◆ Objective 1: In the text on AI at work, what percentage of workers see AI as a coworker?
-- Supplied text start --
Legacy work systems weren’t built for Human+AI collaboration. AI is
now a teammate, not just a tool, and workers are starting to bond
with AI more than with each other. Yet, most organizations are
optimizing for output over connection, compounding burnout and
talent loss, and risking performance over the long-run.
90% of workers see AI as a coworker. Among top AI performers,
67% trust AI more than colleagues, and 64% say they have a
better relationship with AI than with their teammates.
Freelancers are modeling a more sustainable human + AI future.
Freelancers are just as productive with AI, but more in control, more
resilient, and more focused on leveraging AI for their own personal
growth and development.
88% of freelancers say AI has positively impacted their careers,
enabling greater specialization and upskilling.
The opportunity: Redesign work for the age of AI. As AI becomes a
“coworker,” organizations need to think beyond simply deploying AI,
and instead reimagine work for human-centered, AI-empowered
talent, teams, and workflows that unlock sustainable performance.
Calls to action for business leaders:
To ensure that AI fuels long-term gains, leaders must:
1. Design work for humans + AI: Prioritize autonomy, trust, and
psychological safety to foster and maintain genuine human
connection as workers engage with increasingly human-like AI
tools.
-- Supplied text end --
-- Input material start --
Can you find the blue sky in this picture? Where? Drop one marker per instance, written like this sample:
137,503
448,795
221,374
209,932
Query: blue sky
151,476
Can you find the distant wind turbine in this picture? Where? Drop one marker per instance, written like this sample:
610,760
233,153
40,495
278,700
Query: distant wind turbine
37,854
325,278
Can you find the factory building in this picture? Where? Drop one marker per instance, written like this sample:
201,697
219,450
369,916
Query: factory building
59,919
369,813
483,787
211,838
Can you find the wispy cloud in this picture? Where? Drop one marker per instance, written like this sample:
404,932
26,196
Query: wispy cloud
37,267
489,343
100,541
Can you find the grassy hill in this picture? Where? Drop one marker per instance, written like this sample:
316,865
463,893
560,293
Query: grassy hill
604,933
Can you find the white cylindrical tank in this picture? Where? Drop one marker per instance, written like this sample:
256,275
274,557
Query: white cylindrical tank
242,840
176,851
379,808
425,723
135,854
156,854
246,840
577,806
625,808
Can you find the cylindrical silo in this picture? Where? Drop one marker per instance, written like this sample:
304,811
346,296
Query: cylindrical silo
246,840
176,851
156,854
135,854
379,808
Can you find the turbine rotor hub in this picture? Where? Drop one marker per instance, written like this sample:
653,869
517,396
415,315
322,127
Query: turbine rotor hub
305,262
-- Input material end --
◆ Objective 2: Rewrite the rows above from the line with "Can you find the factory" through the final row, requests included. Add 150 to each number in the answer marker coordinates, and leave the requests and their sample coordinates unchanged.

◆ Finished answer 1: 90%

◆ Finished answer 2:
Can you find the factory building in this picture? Where? Drop one marker per instance, written like this sample:
201,697
219,450
369,916
Query: factory building
209,1069
519,963
633,937
361,988
Can you find the wispy cloud in this picture? Where? Drop one marker per instance, written like this sample:
404,932
26,196
Query: wispy cloud
187,417
639,493
250,691
Can you find the grassy hill in this picture? Where? Drop one marker per instance, written like this sample:
316,865
463,893
560,293
Query: grassy hill
754,1083
Can you find the white cylindrical tank in this picture? Where? Drop one marker per instance, written like this sample:
256,275
274,557
Query: white cylindrical tank
392,990
326,1001
529,958
575,873
285,1004
306,1004
396,990
727,956
775,958
Can you find the cylindrical silo in this picture? Where? Drop one marker per instance, written like this sample:
304,811
346,296
Query: cylindrical silo
396,990
326,1001
306,1004
285,1004
529,958
Can you find the turbine rotor hub in this picture? Where? Drop one marker per instance, written like this sample:
653,869
517,396
415,315
322,127
Query: turbine rotor hub
455,412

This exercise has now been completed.